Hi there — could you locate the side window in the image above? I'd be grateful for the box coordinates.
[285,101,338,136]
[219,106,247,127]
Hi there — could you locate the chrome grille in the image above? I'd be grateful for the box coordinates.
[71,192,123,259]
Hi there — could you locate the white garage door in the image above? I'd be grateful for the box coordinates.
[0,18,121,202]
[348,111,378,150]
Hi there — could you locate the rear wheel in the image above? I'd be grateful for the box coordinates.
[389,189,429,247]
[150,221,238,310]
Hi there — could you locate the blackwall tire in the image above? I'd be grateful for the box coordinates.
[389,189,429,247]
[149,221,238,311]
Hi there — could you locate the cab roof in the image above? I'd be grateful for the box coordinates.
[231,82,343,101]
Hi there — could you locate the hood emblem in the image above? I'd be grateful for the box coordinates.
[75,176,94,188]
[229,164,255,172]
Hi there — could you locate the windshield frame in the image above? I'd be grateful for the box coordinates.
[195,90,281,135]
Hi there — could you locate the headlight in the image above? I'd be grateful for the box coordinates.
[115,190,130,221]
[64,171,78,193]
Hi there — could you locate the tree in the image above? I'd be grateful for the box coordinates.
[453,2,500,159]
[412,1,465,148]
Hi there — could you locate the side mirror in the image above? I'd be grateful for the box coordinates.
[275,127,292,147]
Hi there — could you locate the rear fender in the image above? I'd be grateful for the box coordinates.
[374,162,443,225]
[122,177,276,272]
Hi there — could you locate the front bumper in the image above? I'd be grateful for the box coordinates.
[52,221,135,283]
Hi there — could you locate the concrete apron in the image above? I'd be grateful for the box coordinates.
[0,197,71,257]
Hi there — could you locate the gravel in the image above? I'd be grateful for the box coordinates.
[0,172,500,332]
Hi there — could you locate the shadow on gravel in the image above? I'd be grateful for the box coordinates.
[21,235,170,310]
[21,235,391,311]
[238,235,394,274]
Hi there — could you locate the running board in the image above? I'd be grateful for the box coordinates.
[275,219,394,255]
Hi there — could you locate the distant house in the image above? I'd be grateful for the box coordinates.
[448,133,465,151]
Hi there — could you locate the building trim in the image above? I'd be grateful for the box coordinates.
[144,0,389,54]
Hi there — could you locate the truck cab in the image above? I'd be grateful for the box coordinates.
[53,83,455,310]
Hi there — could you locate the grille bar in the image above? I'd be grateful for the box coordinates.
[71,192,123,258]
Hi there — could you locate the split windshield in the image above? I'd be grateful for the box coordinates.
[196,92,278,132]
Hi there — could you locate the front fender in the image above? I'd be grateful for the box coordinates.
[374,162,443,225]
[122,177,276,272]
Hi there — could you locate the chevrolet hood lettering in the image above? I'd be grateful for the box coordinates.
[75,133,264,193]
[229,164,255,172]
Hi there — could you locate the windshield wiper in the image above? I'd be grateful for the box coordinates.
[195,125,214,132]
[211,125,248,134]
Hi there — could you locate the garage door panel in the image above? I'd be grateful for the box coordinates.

§

> **Short exercise**: Copy all of the records above word for word, without changing any character.

> **Response to this task**:
Hi there — could you locate the side window in the image above? I'd be grateful for the box coordinates.
[285,101,338,136]
[219,106,247,127]
Hi there — could you locate the chrome grille in the image above? I'd be grateful for the box coordinates.
[71,192,123,259]
Hi there — could you locate the white garage door in the image above? I'd be grateful for the box coordinates.
[0,18,121,202]
[348,111,378,150]
Hi there — could you locate the rear wheel in the image above? I'd be grateful for the box coordinates.
[389,189,429,247]
[150,221,238,310]
Hi there — could you locate the blackwall tire in the image above? I'd be grateful for the box coordinates.
[389,189,429,247]
[149,221,238,311]
Hi there — could you locate the cab roof in the image above? I'd be grateful for the box coordinates.
[231,82,343,101]
Hi there — could you locate the hood emblem in the image above? I'd be grateful for the box coordinates.
[75,176,94,188]
[229,164,255,172]
Hi there — could you locate the windshield frame in the image above? I'd be grateful for the box coordinates.
[195,90,281,135]
Hi there — could you locate the headlight in the image above? I'd be grateful for the box coordinates.
[115,190,130,221]
[64,171,78,193]
Hi there — could you locate the tree in the image above? I'd be grateful for the box coordinates.
[453,2,500,159]
[412,1,465,148]
Hi there — could you locate the side mirror in the image above? I'd be grateful for the box coordinates.
[275,127,292,147]
Hi there — could you locate the rear fender in the image above? I'd be grateful for the box coordinates.
[374,162,443,225]
[122,177,276,272]
Hi there — could you locate the front bumper in the image above? I'd be grateful for the box coordinates.
[52,221,135,283]
Hi there — could you locate the concrete apron in the image above? I'd be grateful for the box coordinates.
[0,197,71,257]
Hi there — could you locate the gravel in the image above? I'd be grateful for the box coordinates.
[0,172,500,332]
Hi there — could you locate the shadow on gravel in the image above? I'd be grateful for the box coordinates.
[21,235,170,310]
[21,235,391,311]
[238,235,394,274]
Hi there — could you locate the running board in the image above? I'd be grateful for the box coordinates.
[275,219,394,255]
Hi there — could you locate the distant house in the image above? I'd be grateful for the box coordinates.
[448,133,465,151]
Hi there — could you locate the building trim in the image above? I'd be grateful for the box coordinates.
[144,0,389,54]
Hi there — could you locate the truck cab in the image above? I'd be grateful for the box coordinates.
[53,83,455,310]
Hi there — could you locate the grille bar in the image above? I'd be grateful for the box coordinates.
[71,192,123,258]
Hi there — could you locate the split windshield in the image above? I'd be grateful for the box coordinates.
[196,92,278,132]
Hi there — could you locate the front fender in the image above? I'd be grateful for the box coordinates.
[374,162,443,225]
[122,177,276,272]
Hi there — could you locate the chevrolet hood lettering in the image above? I'd be grateful for the box coordinates.
[75,133,264,193]
[229,164,255,172]
Hi there — could you locate the windshield wiper in the image above? I'd be grateful for the box coordinates.
[195,125,214,132]
[211,125,248,134]
Hi there — could you locate the garage door panel in the image above? I'd be grateful for the box coordinates.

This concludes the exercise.